■ **Cel**:
Proszę przepisać z tekstu o hodowli przepiórek fragment zaczynający się od "Hodowla to nie" i ciągnący się aż do "ozdobne kury silki.", zastępując w nim "wilgotność" przez "wilgotność powietrza".

■ **Fragment tekstu**:
Reklama

Jedni mają rybki, inni chomiki czy świnki morskie. A można jak Konrad Kuczkowski z Niezabyszewa hodować... przepiórki

03/04/2023 17:20

Jedni mają rybki, inni chomiki czy świnki morskie. A można jak Konrad Kuczkowski z Niezabyszewa hodować... przepiórki.

10-letniego Konrada Kuczkowskiego odwiedzamy w dość niefortunnym momencie. Przepiórki, które do tej pory trzymał u siebie, oddał do babci, która ma więcej miejsca. - Wszystko zaczęło się dwa lata temu. Przepiórki hodował mój wujek. Nie miał jednak ocieplonej szopy, w której je trzymał, a zbliżała się zima. Zapytał więc, czy nie chcielibyśmy się nimi zaopiekować - mówi K. Kuczkowski. Zwierzętami interesuje się od dawna. Weekendy i wakacje spędza u babci, która trzyma u siebie drób. - Już od maleńkiego, kiedy tylko odwiedzaliśmy moich rodziców, nim wszedł do domu, obchodził zabudowania i sprawdzał, jak mają się ptaki - mówi mama Konrada.

Kiedy przepiórki pojawiły się u Kuczkowskich, chłopiec zaczął intensywnie zgłębiać wiedzę na temat ich hodowli. - Czytałem, a przede wszystkim oglądałem filmiki na YouTube. Jeden z kanałów prowadzony jest przez młodego farmera - mówi Konrad. Podstawowe informacje przekazał mu także wujek, od którego na początek dostał ok. 20 ptaków. Hodowla szybko się rozrosła. W szczytowym momencie liczyła 65 sztuk. Konrad codziennie opiekował się zwierzakami. Karmił, poił, czyścił klatki. - W tym ostatnim zajęciu pomagał mi tata - dodaje chłopiec. Prace przy przepiórkach zaczął od powiększenia otrzymanych od wujka klatek, a także ogrodzenia wybiegu na zewnątrz. - Z tym był jednak kłopot. Przepiórki to płochliwe ptaki. Często więc gdzieś uciekały. Dodatkowo ze względu na ich wielkość i ubarwienie trudno je było dostrzec, np. przy wpędzaniu do kurnika - mówi chłopiec.

Hodowla to nie tylko przyjemność, ale i korzyść. Przepiórki znoszą bowiem jajka. Po czasie pojawiła się myśl, by zakupić inkubator. - Pierwszy miałem chyba na 30 jaj. Zacząłem czytać na temat jego obsługi i samego wylęgania. Trzeba bowiem zapewnić nie tylko odpowiednią temperaturę, ale także wilgotność. Należy też sprawdzać, czy rozwija się zarodek - objaśnia 10-latek. Z mniejszego inkubatora przeszedł na większy na 112 jajek. Po przepiórkach w domu Kuczkowskich pojawiły się też ozdobne kury silki.

[Wiersze ze zbioru danych]
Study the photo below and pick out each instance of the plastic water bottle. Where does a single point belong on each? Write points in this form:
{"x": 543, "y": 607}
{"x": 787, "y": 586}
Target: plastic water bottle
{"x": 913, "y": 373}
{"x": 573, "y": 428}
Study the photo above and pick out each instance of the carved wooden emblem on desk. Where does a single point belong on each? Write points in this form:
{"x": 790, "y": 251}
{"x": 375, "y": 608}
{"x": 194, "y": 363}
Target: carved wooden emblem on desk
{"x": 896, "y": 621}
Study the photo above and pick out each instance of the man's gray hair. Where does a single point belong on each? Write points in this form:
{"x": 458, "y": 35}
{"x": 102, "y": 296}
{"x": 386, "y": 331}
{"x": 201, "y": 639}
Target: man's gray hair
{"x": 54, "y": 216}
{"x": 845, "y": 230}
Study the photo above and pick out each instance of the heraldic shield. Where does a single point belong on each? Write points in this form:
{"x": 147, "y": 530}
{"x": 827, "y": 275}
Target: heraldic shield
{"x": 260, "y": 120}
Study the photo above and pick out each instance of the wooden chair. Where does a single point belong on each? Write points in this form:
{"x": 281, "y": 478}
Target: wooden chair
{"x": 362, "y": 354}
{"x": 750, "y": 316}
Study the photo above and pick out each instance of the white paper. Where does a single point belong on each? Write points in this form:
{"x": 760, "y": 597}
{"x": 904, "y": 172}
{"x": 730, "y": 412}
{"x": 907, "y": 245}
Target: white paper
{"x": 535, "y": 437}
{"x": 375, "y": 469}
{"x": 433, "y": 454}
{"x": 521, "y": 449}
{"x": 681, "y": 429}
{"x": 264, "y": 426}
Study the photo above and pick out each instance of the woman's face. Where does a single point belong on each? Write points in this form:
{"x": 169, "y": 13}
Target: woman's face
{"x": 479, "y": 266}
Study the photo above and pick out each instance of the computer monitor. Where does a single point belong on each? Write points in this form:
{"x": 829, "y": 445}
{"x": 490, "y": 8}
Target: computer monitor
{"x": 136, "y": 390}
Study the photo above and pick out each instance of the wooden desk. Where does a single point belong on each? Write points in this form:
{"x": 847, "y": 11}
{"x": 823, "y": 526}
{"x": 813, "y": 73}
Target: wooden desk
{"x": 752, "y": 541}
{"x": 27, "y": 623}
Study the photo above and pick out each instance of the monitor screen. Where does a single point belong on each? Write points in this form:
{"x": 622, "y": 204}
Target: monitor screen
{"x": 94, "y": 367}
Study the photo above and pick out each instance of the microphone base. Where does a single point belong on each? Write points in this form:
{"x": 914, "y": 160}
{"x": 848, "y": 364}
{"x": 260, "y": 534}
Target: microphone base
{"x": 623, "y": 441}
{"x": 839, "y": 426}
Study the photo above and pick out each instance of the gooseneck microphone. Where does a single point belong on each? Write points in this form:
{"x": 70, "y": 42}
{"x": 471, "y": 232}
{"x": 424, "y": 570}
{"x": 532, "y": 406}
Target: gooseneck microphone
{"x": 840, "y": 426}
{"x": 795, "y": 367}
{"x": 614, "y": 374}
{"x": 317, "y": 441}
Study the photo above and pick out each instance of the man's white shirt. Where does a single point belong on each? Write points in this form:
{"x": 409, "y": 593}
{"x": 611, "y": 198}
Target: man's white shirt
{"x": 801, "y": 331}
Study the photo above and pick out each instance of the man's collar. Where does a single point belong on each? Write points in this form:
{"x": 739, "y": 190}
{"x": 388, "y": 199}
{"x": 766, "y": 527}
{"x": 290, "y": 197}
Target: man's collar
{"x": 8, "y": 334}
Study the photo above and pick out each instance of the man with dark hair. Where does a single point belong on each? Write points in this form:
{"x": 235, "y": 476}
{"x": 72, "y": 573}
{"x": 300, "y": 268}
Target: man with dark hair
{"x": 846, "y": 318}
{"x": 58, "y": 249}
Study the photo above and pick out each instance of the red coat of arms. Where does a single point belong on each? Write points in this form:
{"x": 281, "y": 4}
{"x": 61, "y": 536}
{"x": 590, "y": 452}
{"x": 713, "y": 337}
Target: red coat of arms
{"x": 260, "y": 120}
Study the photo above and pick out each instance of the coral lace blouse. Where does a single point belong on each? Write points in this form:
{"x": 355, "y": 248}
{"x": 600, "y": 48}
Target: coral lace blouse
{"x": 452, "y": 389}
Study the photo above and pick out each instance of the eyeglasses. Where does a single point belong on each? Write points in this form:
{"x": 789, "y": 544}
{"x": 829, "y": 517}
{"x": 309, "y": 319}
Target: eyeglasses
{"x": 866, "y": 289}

■ **Oczekiwana odpowiedź**:
Hodowla to nie tylko przyjemność, ale i korzyść. Przepiórki znoszą bowiem jajka. Po czasie pojawiła się myśl, by zakupić inkubator. - Pierwszy miałem chyba na 30 jaj. Zacząłem czytać na temat jego obsługi i samego wylęgania. Trzeba bowiem zapewnić nie tylko odpowiednią temperaturę, ale także wilgotność powietrza. Należy też sprawdzać, czy rozwija się zarodek - objaśnia 10-latek. Z mniejszego inkubatora przeszedł na większy na 112 jajek. Po przepiórkach w domu Kuczkowskich pojawiły się też ozdobne kury silki.